### Saved data entries:
Content starts

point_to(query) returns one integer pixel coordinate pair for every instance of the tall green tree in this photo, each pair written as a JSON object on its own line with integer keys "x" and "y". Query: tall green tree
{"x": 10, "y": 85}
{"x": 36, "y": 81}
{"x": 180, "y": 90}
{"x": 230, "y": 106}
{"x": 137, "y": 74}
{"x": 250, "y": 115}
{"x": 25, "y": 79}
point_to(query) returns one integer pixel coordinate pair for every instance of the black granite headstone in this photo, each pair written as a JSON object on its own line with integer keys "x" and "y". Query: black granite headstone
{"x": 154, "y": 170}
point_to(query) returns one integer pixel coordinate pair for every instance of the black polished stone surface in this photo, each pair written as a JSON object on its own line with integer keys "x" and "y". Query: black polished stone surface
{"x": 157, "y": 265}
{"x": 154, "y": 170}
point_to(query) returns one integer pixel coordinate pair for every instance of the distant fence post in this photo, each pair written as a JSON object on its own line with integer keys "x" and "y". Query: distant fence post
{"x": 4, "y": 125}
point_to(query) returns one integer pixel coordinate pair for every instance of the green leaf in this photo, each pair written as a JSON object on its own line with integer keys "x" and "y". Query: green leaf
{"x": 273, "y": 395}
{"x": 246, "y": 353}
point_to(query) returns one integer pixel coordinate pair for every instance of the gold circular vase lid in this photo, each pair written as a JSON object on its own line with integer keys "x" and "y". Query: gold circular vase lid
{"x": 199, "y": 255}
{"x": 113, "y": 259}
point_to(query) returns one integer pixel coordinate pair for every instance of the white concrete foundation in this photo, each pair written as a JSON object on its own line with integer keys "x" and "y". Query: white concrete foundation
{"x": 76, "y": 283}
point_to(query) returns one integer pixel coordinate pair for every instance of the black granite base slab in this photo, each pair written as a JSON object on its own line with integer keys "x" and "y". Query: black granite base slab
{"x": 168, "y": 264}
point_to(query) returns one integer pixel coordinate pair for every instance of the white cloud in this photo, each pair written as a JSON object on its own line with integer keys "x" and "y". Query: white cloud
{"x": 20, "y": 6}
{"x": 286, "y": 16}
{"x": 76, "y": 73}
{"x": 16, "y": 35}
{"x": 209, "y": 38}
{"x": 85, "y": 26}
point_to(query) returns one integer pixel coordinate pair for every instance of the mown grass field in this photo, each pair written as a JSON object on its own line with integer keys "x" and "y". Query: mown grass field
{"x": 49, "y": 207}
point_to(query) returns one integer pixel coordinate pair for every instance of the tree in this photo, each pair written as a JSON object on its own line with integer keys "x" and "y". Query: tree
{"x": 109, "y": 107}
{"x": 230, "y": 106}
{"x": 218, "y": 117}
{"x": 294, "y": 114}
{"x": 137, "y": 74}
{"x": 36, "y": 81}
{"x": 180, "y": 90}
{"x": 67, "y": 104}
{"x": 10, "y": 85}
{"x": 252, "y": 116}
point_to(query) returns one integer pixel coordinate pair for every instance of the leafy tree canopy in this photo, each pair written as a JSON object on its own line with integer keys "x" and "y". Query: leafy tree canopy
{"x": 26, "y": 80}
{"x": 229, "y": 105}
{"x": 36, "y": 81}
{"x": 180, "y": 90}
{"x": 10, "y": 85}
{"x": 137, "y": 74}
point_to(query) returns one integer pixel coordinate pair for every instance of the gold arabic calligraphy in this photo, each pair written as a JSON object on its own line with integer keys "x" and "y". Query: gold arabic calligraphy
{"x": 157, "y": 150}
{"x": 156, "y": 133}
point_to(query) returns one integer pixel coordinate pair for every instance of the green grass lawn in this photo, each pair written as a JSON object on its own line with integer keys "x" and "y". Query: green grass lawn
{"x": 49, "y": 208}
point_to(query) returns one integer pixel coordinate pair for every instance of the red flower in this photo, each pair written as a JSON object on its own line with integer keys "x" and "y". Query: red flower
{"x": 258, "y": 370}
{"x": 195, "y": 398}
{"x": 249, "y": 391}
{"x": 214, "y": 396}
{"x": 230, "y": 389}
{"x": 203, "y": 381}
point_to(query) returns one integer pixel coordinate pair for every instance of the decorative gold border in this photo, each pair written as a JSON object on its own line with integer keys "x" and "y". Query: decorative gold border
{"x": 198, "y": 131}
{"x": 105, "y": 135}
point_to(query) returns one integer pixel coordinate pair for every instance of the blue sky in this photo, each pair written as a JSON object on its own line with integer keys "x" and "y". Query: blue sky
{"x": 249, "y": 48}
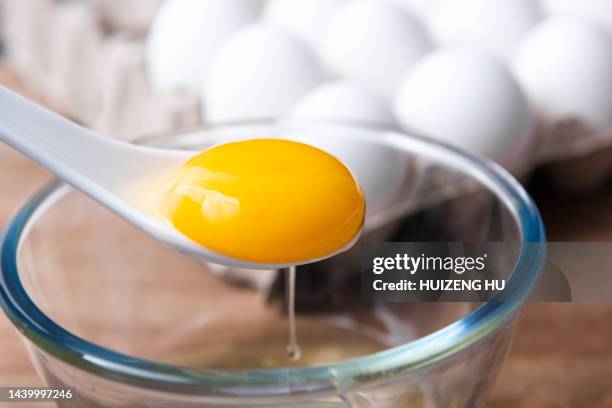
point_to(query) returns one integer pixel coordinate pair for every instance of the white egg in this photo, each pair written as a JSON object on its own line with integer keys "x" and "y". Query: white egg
{"x": 495, "y": 26}
{"x": 186, "y": 35}
{"x": 344, "y": 101}
{"x": 374, "y": 43}
{"x": 468, "y": 99}
{"x": 307, "y": 19}
{"x": 260, "y": 73}
{"x": 423, "y": 9}
{"x": 597, "y": 11}
{"x": 565, "y": 66}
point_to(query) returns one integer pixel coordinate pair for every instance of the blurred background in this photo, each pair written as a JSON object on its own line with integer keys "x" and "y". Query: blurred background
{"x": 525, "y": 83}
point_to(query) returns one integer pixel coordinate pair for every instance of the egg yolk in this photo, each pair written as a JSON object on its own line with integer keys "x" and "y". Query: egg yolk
{"x": 266, "y": 201}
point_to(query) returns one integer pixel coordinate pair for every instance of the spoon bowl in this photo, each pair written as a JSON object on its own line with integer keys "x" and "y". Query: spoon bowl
{"x": 105, "y": 169}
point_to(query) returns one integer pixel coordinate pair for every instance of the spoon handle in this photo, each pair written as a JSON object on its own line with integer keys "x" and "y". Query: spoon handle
{"x": 78, "y": 155}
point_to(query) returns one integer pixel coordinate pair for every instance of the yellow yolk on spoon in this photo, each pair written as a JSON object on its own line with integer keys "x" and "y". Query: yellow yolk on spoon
{"x": 266, "y": 201}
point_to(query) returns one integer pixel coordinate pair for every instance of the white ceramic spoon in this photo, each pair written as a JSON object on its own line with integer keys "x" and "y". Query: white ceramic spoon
{"x": 102, "y": 167}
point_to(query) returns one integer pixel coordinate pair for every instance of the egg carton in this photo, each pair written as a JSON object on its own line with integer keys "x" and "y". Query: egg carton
{"x": 86, "y": 57}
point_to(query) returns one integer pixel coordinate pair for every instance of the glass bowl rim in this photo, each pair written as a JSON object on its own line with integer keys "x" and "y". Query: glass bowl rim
{"x": 34, "y": 325}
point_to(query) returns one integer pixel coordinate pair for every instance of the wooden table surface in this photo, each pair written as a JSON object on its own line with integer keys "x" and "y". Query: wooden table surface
{"x": 562, "y": 354}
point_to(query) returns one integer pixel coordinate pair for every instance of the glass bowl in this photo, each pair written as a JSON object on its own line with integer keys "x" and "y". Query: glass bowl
{"x": 124, "y": 321}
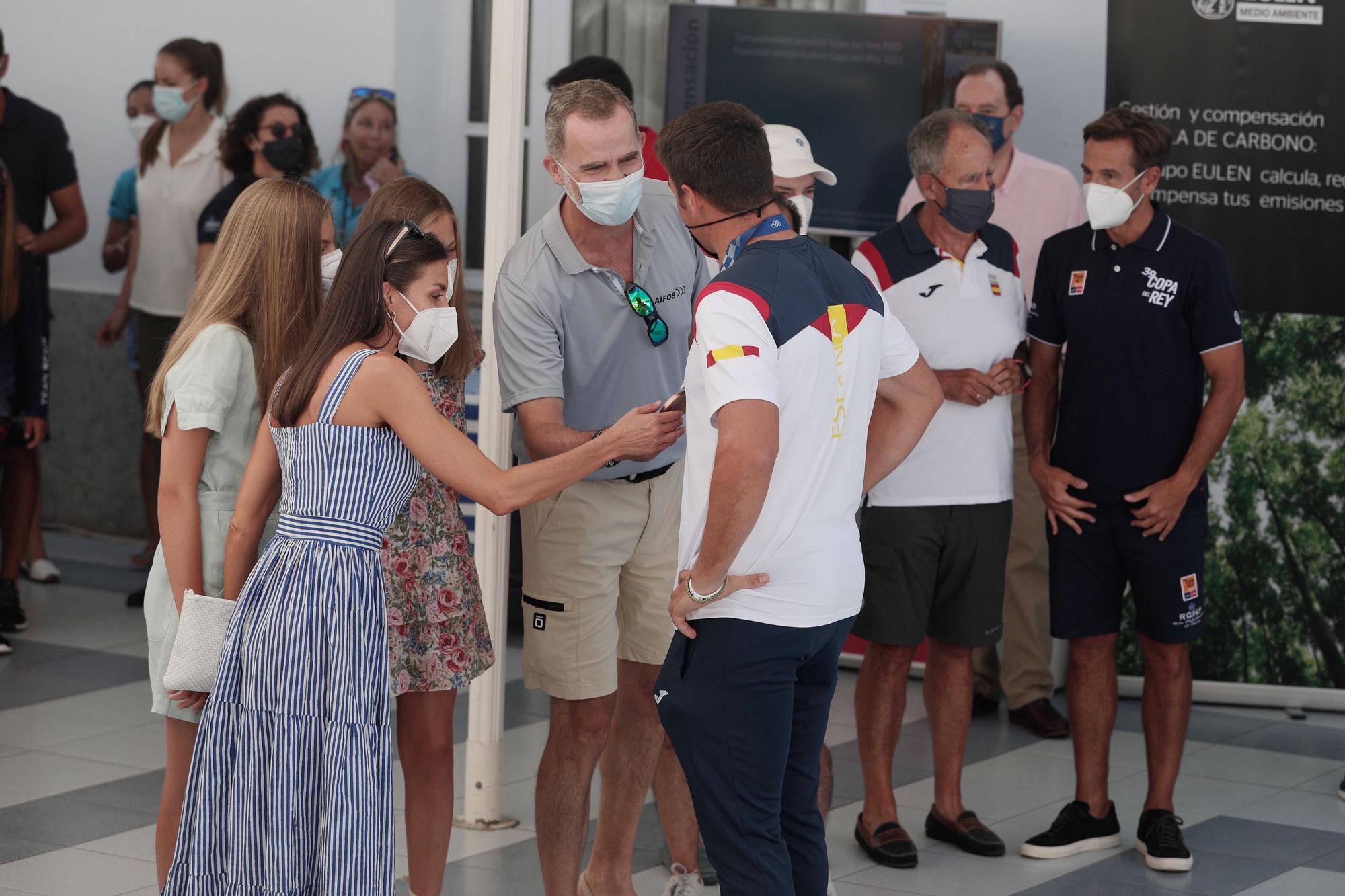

Content ends

The response should repeat every entry above exactly and include none of the pictures.

### Answer to the exercise:
point_to(query) returns one integer pixel coordinate pair for every instance of the tall green tree in this photo, each pair written as a JSON object on its own line with integer keys "x" and "y". Query: tall green tree
{"x": 10, "y": 85}
{"x": 36, "y": 81}
{"x": 180, "y": 90}
{"x": 230, "y": 106}
{"x": 137, "y": 74}
{"x": 250, "y": 115}
{"x": 25, "y": 79}
point_to(query) returns one integer pixel coordinate pair for every instance of the black granite headstone in this photo, each pair written as a JSON object on its own line with integer keys "x" and "y". Query: black granite headstone
{"x": 154, "y": 170}
point_to(query) returns one integer pixel coordinate pair for every instance of the black polished stone surface in this photo, each pair written as a JSON object on its own line with integer keys "x" and "y". Query: black polished stone surface
{"x": 157, "y": 265}
{"x": 154, "y": 170}
point_to(query) returns one integer pixel coordinate pair for every instance of the distant fence post in this photo, each pair written as a JSON object on its own line with integer keys "x" and "y". Query: distant fence post
{"x": 4, "y": 125}
point_to(query) returns one integer pixel coordinate pair for every instance of the green leaf in this photo, each pair written as a JSON object on its own line with integer keys "x" and "y". Query: green leaf
{"x": 273, "y": 395}
{"x": 246, "y": 353}
point_to(query) returns one integer pixel coordinate pair for every instance of the gold circular vase lid in this photo, each pair written as a JSON object on its own line with integer keys "x" and "y". Query: gold circular vase lid
{"x": 199, "y": 255}
{"x": 113, "y": 259}
point_to(query) returns one integer pixel coordinate pair for every instance of the white concrete foundation in this photo, each pair written as a JSON object on its own line with integer keys "x" and "y". Query: white concrete foundation
{"x": 76, "y": 283}
point_to(query) returns one integer pixel coordinate pair for every instance of the black granite base slab in this photo, each pair written as a JSON object on its own line with integer keys "x" and "y". Query: black granite base slab
{"x": 168, "y": 264}
point_to(query) returns one integer pixel coordinate pair for every instance of the white cloud in this photo, each pair written as a JSON object on its own line with integer keys "x" and "y". Query: white cloud
{"x": 20, "y": 6}
{"x": 286, "y": 16}
{"x": 76, "y": 73}
{"x": 16, "y": 35}
{"x": 209, "y": 38}
{"x": 85, "y": 26}
point_to(query) returns one integer pixel coordinate pair for every instance of the mown grass field in this photo, each pair written as a JSON object on its own line with integer keys "x" and "y". Query: mown grass field
{"x": 49, "y": 207}
point_to(query) returns one integer pixel coordinate pair for every instance of the tree in this photo, each pair written as a JSON object on its own line with integer keys "x" and "y". Query: tree
{"x": 109, "y": 107}
{"x": 230, "y": 106}
{"x": 218, "y": 117}
{"x": 294, "y": 114}
{"x": 137, "y": 74}
{"x": 36, "y": 81}
{"x": 180, "y": 90}
{"x": 67, "y": 104}
{"x": 10, "y": 85}
{"x": 252, "y": 116}
point_to(query) returns one integer pixel coordinate pair for every instance of the leafy tree canopy in this photo, each pair written as a JSON object on its own line with integer keys "x" and "y". Query: leafy tree canopy
{"x": 26, "y": 80}
{"x": 229, "y": 105}
{"x": 36, "y": 81}
{"x": 180, "y": 90}
{"x": 10, "y": 85}
{"x": 137, "y": 74}
point_to(query) returns one integer pixel coordinate pair for every instance of the gold arabic calligraphy in this photo, each pair written as a JSON object on its own line with integer keys "x" and "y". Query: gold arabic calligraphy
{"x": 157, "y": 150}
{"x": 156, "y": 133}
point_to(query) returns one integer pixel coordinate pair for every instance of the green grass lawn in this photo, each pair written as a JSON object on its own line with integer keys "x" and "y". Query: green grass lawn
{"x": 49, "y": 208}
point_to(query) returns one integer pixel coordinate pair for every instance of the red flower in this photo, each pair written as a JSON object on its own line with integer keys "x" and "y". Query: red flower
{"x": 258, "y": 370}
{"x": 195, "y": 398}
{"x": 249, "y": 391}
{"x": 214, "y": 396}
{"x": 230, "y": 389}
{"x": 203, "y": 381}
point_to(query) returns one integer pixel coordinate pair for every instance of the decorative gold border in this photo, each pair written as a JSON object on its own line with integer keys "x" and "y". Query: decorative gold border
{"x": 198, "y": 131}
{"x": 105, "y": 135}
point_to(query) returns one integer pixel coordinate pair for every instance of the blue sky in this photo, each pair written as a JSON object on its own line with integer keys "x" and "y". Query: blue sky
{"x": 249, "y": 48}
point_to(query) returns one integer pixel coordinate pair for every instance of the white egg in this photo, each pair written as a JSON object on its own line with integer keys "x" and "y". Query: white egg
{"x": 495, "y": 26}
{"x": 186, "y": 35}
{"x": 344, "y": 101}
{"x": 374, "y": 43}
{"x": 468, "y": 99}
{"x": 307, "y": 19}
{"x": 260, "y": 73}
{"x": 423, "y": 9}
{"x": 597, "y": 11}
{"x": 565, "y": 66}
point_to(query) returns one integer pixel coordinate pair for every instance of the blurred background in this photo, each pair written as a JSON object on its own line with integer keys "x" and "y". Query: blurred background
{"x": 525, "y": 83}
point_to(query) returns one integer pixel coordinate pair for every instance of the egg yolk in this photo, each pair written as a JSON object on its own line with integer keys "x" and "y". Query: egg yolk
{"x": 266, "y": 201}
point_to(query) returns one integer pixel coordinate pair for every instance of the spoon bowl in this photo, each pair written as a JSON object on its own line with integer keys "x" and "y". Query: spoon bowl
{"x": 105, "y": 169}
point_to(query) returns one integer pixel coordinate pair for every instance of the spoon handle in this photo, each pair written as a JSON object on its own line with integer keys "x" and "y". Query: spoon handle
{"x": 78, "y": 155}
point_to(query) returns one integer pixel coordinate pair for every instance of the yellow yolk on spoon in this photo, each pair written as a JSON object on its own line with integer keys "x" and "y". Query: yellow yolk on spoon
{"x": 266, "y": 201}
point_to(query) returns one integer pixel coordinate pair for every instance of the white ceramic spoon in this photo, each pair written as a JSON object on its own line with integer keys "x" and "y". Query: white ceramic spoon
{"x": 102, "y": 167}
point_to(query) returns one integer pixel coordinate pair for every instance of the egg carton in this photo, each pair written as a JSON object on its own line with integer keys "x" and "y". Query: egg carton
{"x": 86, "y": 57}
point_to(query) returns one integer pixel coordinate pair for every instance of the glass bowl rim in this photo, each pair written as a JSON object on its own line with integer keys "x" and "y". Query: glass bowl rim
{"x": 34, "y": 325}
point_to(query) returns one integer pixel coordinate pair for every instance of the wooden table surface in this photo, each pair written as a JSON object on its own line with integer keys "x" and "y". Query: wooden table surface
{"x": 562, "y": 354}
point_to(query) returns one integer pixel coordinate pair for every instance of the glass bowl in this photo, each pair written as a JSON object on its own line with integer keys "x" and "y". Query: glass bowl
{"x": 124, "y": 321}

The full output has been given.